# [Selected text]
--------------------

Today we are headed for Showa Kinen Park in Tachikawa. It took about an hour from our hotel taking several trains to get to the park.

More photos from the day can can be found on my website.

When we arrived we came out of the Tachikawa Station on the second level on what appeared to be a raised pedestrian roundabout one level above the street. We had see something like this in Tokyo and it seems to be quite efficient and eliminates the problem with pedestrians having to cross traffic when navigating a major intersection. We decided to stop at McDonald’s and get some coffee. It was one of the few places that was open early in the morning. We had a good view of the roundabout and the monorail station.

Japan is so very clean but I hadn’t seen that many people out cleaning the streets. On this morning, within about 15 minutes. Three people went by dusting the railings and sweeping the sidewalk.There was a taxi stand near the train station and I was admiring the immaculate taxies and how the drivers were out polishing them and how they assisted passengers. This was in stark contrast to our arrival home when we had to open the taxi doors and find a place to put our bags. The taxi was filthy and looked terrible. Americans don’t seem to have any pride in their work.

We decided to walk around a bit. Actually we were trying to find the park but were lost. We walked past this large bike parking ramp at the train station. We also ran across these policemen directing traffic and an intersection near the train station.

After wandering around a bit we ended up back at the pedestrian roundabout and decided to follow the monorail line out toward the park.

I noticed this artwork on one of the buildings.

In Tokyo the pedestrian walk signs don’t use numbers to tell you how long you have to cross the street they use the little lines on each side of the symbol in indicate waiting and walking time. In this case there will be a short wait before we can go.

As we neared the park it appeared that some type of outdoor recreational event was being held. Tents were being setup, camper vans were on display and the scouts had a demonstration area setup.

There were also food trucks that were being setup for the day.

The promenade leading to the Park was beautiful.

It was still early but it was a Sunday and there were a lot of people heading for the park. It was also a beautiful fall day.

As we entered the park we encountered Ginkgo Avenue. The Ginkgo trees were just starting to turn yellow.

--------------------

# [Collected data]
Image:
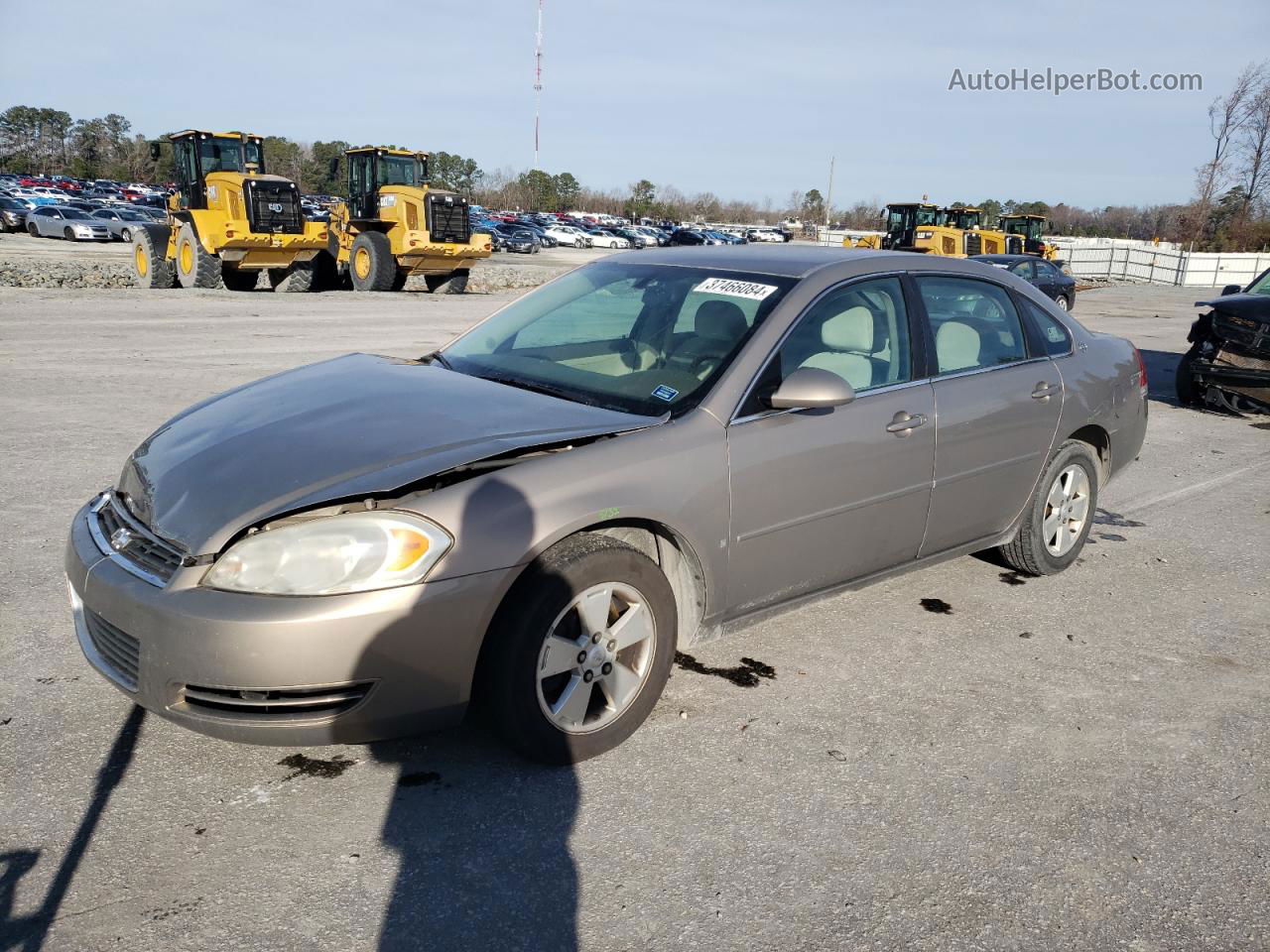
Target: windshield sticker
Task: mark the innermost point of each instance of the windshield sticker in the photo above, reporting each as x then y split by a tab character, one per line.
734	289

--------------------

# [Task]
Carry the account of the trip to Showa Kinen Park forward from its final sentence. The material here stands apart from the Showa Kinen Park account.

# [Written response]
This was the first of several wedding parties that we encountered in the park.

Here are several views of Showa Kinen Park Fountain.

I’m not sure what was going on here. There was a large open area displaying many figures made of large branches. Some of them were designed for kids to play on.

There were many kids in the park and probably as many dogs.

An interesting piece of artwork.

After walking for a while we encountered a large lake. There were a variety of ducks in the lake.

We encountered a Segway tour getting instructions. When they saw me taking their picture the lost their concentration and I thought they were going to have an accident.

It was early in the day and there were already a large number of boats out on the lake.

This little girl was working on here scooter skills while the family was setting up a picnic nearby.

Even though it was early November, there were a lot of flowers blooming in the park.

We encountered a large open area where sports were being played and folks looked like they were camping for the day. There was a huge field of flowers surrounding the open area.

We stopped on a bench and had lunch and people watched.

Our next stop in the park was the Japanese Garden and within that the Bonsai Garden where they had an amazing collection of bonsai trees.

We then continued on to main Japanese Garden. While the fall colors were not at their peak the were still beautiful.

We were about halfway in our walk around the park when we found a small rural farming village. Komorebi Village is a replica Japanese agricultural village from the early Showa period and you can see different things there, depending on the season. Since we were there in the fall the harvest season was represented. The village has a working windmill.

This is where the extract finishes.